→ TASK DIRECTIONS:
Continue the Kenyon reactions to the ASA boycott after its final paragraph, not the data that follows it.
start TEXT SHOWN
Quick Reactions: Kenyon Pulls Out of ASA

Recently, the American Studies Association (ASA) chose to endorse an academic boycott on all Israeli institutions of higher education. In response, the American Studies department at Kenyon rescinded its membership in the ASA, and President Sean Decatur, in a written statement, rejected the principle of academic boycotts. Over the past two weeks, the Observer compiled reactions to the decision from students, alumni and professors. Their responses are posted here in the order in which we received them.

Disclaimer: The views expressed in this post are solely those of each individual, and do not represent the editorial positions of the Kenyon Observer. Furthermore, each individual speaks on behalf of only themselves and does not represent the views of any organization or group.

Some responses have been edited for clarity.

Qossay Alsattari ’16

Regardless of where one stands on the issue of an academic boycott of Israel, we need to acknowledge the reason behind the ASA’s decision in endorsing the boycott movement: the Israeli occupation and its practices in denying academic freedom to Palestinian scholars and students. Thus, we need to recognize and not undermine the fact that Israeli academic institutions and scholars are not subjected to an occupation which grants them numerous privileges that Palestinians do not have.

Jess Lieberman ’14

While there is much to be said about the larger BDS movement that the ASA’s recent decision is a part of, political opinions about Israel aside, the proposed boycott of the Israeli academic community overtly violates the ideals of intellectual freedom upon which institutions like Kenyon are founded. The misguidedness of its fundamental suggestion that excluding a country from intellectual discourse is an appropriate way to bring about an expanded notion of social justice (wouldn’t the opposite to be true?) exposes the boycott as a thinly veiled attempt to isolate Israel and delegitimize its right to exist. This is made even more transparent and disturbing by the fact that Israel is the only target of such a boycott by the ASA. Further, even if one opposes Israel’s right to exist, it must be recognized that the proposition infringes upon the freedom of every academic in America and elsewhere by virtue of curtailing the free exchange of ideas—a value that spaces like this blog promote—as a result of an unfair double standard.

Sydney Watnick ’14

You know, I think it’s good that we have cut ties with the ASA. Academia has the power to start social change, as President Decatur poignantly mentioned in his blog about American studies as a discipline itself. I think in cutting ties we are starting a dialogue that is long overdue. This is a discussion I am eager to delve into and learn more about as I start my last semester as an American studies major at Kenyon.

Max Dugan ’14

I reject President Decatur’s juxtaposition of academic freedom and academic boycotts, because although freedom of ideas is essential to Kenyon, the intellectual products of our institution are valueless if they ignore sociopolitical injustice. I am hesitant regarding the ASA’s boycott of Israeli institutions of higher learning because it may not be the best way to address the injustices outlined in the third paragraph of the ASA’s statement on their boycott. However, the notion that the boycott’s error lies in its censorship may be a red herring intended to distract us from the persistently controversial ideological discussion regarding human rights violations in Israel-Palestine.
end TEXT SHOWN
start PROVIDED MATERIAL
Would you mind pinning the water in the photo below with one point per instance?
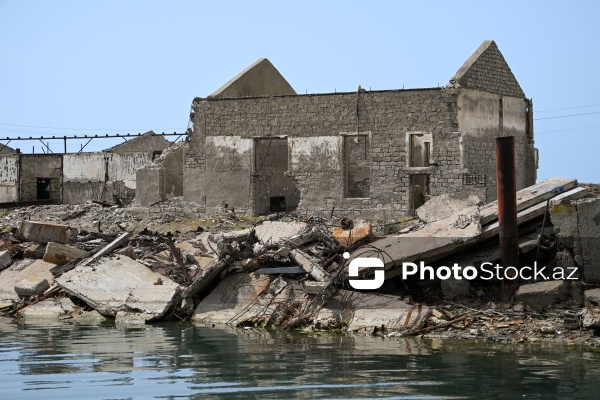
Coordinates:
(181, 361)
end PROVIDED MATERIAL
→ RESULT OF THE EXERCISE:
Fred Baumann
Professor of Political Science

The campaign to boycott Israel is part of a worldwide campaign to make Israel’s existence seem illegitimate. This campaign dishonestly singles out the only Jewish state, a democracy that affords its minorities rights undreamt of by it neighboring populations, in order to treat her as a pariah among nations, one beyond the pale of civilization. This campaign is indecent beyond words, and I congratulate President Decatur and Professor Peter Rutkoff for dissociating Kenyon from it.

Derek Foret ’17

Putting both the political and academic issues aside for a moment, I am completely bewildered by both the Kenyon Department of American Studies’ decision to withdraw from the American Studies Association, and President Decatur’s agreement with it. Whether or not this specific boycott and the political tool of academic boycotting is justified, withdrawing from the ASA seems to be counter-intuitive. The ASA states on their website that “the National Council further recognizes the rights of ASA members to disagree with the decision of the National Council” and that “the ASA exercises no legislative authority over its members.” As the ASA can not control what its members do, the act of withdrawing from the organization instead of staying in it and fighting against the resolution not only seems crybaby-ish (we didn’t get what we wanted, so we’re just gonna quit!), but seems to go against the very ideals of the free exchange of academic ideas that President Decatur talked about in his response. Furthermore, whether intentional or not, the decision to withdraw (as opposed to just disagreeing) seems to continue the trend of American overreaction whenever our relations with Israel are questioned.

Muhammed Hansrod ’17

Kenyon, by rescinding its membership in the American Studies Association (ASA), has done the very thing it opposes: it boycotts an academic organization. Although I disagree with ASA’s decision to boycott all Israeli institutions of higher education, I believe that Kenyon should engage with organizations that choose to protest against something for an informed reason. Conversations critical of Israel, or of any other country for that matter, should not be stifled.

Dan Kipp ’14

I probably don’t know enough to be commenting on this, but my gut reaction was critical. The competing forces here seem to be an abstract ideal of academic freedom and a concrete stance on a moral issue. To use the former as an excuse not to engage with the latter seems ethically flimsy to me, if not downright cowardly. However, to not support the academic boycott based on the belief that the boycott will be ineffective is another thing entirely.

Sam Bumcrot ’14

I don’t think that an academic institution or organization should take a controversial geo-political stance if it impedes the academic freedom of said institution or organization. I also don’t believe that Kenyon is taking a pro-Israel position by leaving the ASA. President Decatur simply wants Kenyon students to be able to follow their academic pursuits. If the ASA had decided to boycott Palestinian academic institutions and scholars, I am sure that the president’s decision would be no different.

Houda El Joundi ’16

I am all for the neutrality of educational Institutions. I know that once academics get in the middle of political conflict, they become tainted and lose their credibility. I think it is a transgression of the higher goals of learning to impose a biased, polarized perspective on students. It kills critical thinking and creates passivity.

However, I have to react differently to this boycott since Israeli institutions [themselves have] boycotted [others], actively engage in bias and discrimination against the Arabs of Israel, whether it is in terms of the quality of education, the funds provided, or the admission process, where a number of Israeli Arabs are denied entrance to some institutions of higher education. It is important to point out that these same institutions are prohibited by both domestic and international laws to discriminate against students (according to the Israeli Pupils’ Rights Law and UNESCO’s Convention Against Discrimination In Education).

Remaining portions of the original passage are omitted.